Given exercise: Substitute "plantain leaf" for every "banana leaf" in the stretch from the line containing "Here's a bet: you won't be able to pinpoint the human" through the line containing "594 469 635 512", then write out only those lines, leaving everything else unchanged.

Data for this exercise:
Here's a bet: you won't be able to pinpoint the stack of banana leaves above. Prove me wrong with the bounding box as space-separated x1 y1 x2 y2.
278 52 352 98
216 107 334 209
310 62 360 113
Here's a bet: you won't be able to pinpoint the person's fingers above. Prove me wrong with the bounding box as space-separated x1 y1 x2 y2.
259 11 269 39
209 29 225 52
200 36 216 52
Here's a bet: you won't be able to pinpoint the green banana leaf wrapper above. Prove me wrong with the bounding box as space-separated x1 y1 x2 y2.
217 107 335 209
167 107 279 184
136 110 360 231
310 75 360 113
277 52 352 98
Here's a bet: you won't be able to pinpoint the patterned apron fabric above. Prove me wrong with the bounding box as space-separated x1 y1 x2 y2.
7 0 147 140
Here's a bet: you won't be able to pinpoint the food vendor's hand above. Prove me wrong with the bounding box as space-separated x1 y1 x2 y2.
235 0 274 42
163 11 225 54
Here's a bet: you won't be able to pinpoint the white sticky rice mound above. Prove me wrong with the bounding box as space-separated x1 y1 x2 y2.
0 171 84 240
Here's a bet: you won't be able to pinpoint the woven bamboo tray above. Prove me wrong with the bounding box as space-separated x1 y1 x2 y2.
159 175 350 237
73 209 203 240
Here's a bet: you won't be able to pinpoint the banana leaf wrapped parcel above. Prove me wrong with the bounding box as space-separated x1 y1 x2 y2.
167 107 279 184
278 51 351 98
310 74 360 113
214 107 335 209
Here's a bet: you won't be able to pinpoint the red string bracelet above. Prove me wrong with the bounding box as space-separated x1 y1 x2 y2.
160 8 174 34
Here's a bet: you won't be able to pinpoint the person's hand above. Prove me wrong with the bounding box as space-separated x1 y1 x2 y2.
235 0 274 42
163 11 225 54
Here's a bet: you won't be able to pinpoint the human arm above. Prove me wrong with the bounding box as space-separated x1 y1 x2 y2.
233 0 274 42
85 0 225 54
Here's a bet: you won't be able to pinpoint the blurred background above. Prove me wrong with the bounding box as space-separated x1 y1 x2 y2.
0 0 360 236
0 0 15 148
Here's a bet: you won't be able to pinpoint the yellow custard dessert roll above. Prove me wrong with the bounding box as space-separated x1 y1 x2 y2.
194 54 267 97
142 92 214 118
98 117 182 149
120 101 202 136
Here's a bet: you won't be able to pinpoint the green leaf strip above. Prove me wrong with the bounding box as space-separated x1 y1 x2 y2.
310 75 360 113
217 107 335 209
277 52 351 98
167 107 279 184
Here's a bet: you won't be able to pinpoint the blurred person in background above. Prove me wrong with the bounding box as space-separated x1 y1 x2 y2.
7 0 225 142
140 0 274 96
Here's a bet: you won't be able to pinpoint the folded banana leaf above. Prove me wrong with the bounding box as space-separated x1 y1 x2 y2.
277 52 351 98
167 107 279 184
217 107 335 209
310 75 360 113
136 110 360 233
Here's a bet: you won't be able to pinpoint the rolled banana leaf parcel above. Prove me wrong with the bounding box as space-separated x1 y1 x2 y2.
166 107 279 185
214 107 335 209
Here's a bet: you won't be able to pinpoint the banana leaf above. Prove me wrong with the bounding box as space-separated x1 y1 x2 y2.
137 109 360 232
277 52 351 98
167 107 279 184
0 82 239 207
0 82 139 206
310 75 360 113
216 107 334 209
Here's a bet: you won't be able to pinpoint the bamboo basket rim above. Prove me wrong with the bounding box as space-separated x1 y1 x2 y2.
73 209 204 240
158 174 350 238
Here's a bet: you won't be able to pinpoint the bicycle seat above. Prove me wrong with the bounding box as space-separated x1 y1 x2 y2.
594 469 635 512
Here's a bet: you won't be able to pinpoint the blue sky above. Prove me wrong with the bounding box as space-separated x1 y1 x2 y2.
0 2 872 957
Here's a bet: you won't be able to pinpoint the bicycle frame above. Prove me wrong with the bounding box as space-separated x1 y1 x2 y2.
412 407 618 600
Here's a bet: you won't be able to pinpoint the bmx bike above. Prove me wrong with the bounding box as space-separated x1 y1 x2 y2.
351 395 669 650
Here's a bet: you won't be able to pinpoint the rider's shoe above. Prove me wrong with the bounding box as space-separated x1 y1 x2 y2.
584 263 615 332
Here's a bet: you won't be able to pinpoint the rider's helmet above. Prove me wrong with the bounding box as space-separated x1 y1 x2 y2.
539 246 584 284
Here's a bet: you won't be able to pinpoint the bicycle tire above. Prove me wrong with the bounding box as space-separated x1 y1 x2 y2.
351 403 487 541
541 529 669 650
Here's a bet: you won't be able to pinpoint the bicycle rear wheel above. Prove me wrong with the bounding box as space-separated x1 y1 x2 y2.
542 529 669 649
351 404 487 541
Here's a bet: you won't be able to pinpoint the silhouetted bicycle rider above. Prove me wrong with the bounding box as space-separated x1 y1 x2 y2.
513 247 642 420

Task response:
Here's a bet: you won't be able to pinpoint the human arm above. Prove me wrong with the bounding box as space-separated x1 y1 x2 y2.
233 0 274 42
85 0 225 54
Here's a bet: you won't be able to pinpoint the blurred background above. Prove me wrong with the bounding box as space-separated x1 y1 x2 y2.
0 0 360 236
0 0 15 148
Here's a bet: you won't be able to pinpoint the yellow custard dessert roll above. Prove me wrong with the bounding box as space-separated x1 y1 x2 y2.
194 54 267 97
142 92 214 118
98 117 182 149
120 101 202 136
Here's a bet: you won't be able to pinpoint the green leaf strip above. Prove me wrong with the bounding box as space-separated x1 y1 x2 y2.
310 75 360 113
217 107 335 209
277 52 351 98
167 107 279 184
Here's a bet: you won't be able to pinpoint the blurred person in background above. Prove me wrong with the bounding box as space-separated x1 y1 x2 y2.
7 0 225 142
140 0 274 96
Here's a bet: you won't be able to pinpoint the folded plantain leaf above. Prove me wrong with the bounding box as space-separated x1 y1 x2 y2.
277 52 351 98
167 107 279 184
217 107 335 209
310 75 360 113
136 110 360 233
Here's a bet: you won't be able to pinpoint the rolled plantain leaf parcel above. Prove me wrong with the bounding box as space-separated x1 y1 x2 y2.
166 107 279 185
214 107 335 209
Here's a bet: you won't be able to pinpoint the plantain leaf above. Prove me wrong with the bounding box as space-separated x1 y1 x2 y2.
137 109 360 232
277 52 351 98
167 107 279 184
0 82 239 207
0 82 139 206
310 75 360 113
216 107 334 209
Here's a bet: you won't be able to pinpoint the bamboo basket rim above. Prove me wrong with the bounding box as space-separated x1 y1 x2 y2.
73 209 204 240
158 174 350 238
Here's a bet: you won't be able to pinpoint the bicycle seat above. Prove me wrong with the bounding box as space-separated x1 y1 x2 y2.
594 469 635 512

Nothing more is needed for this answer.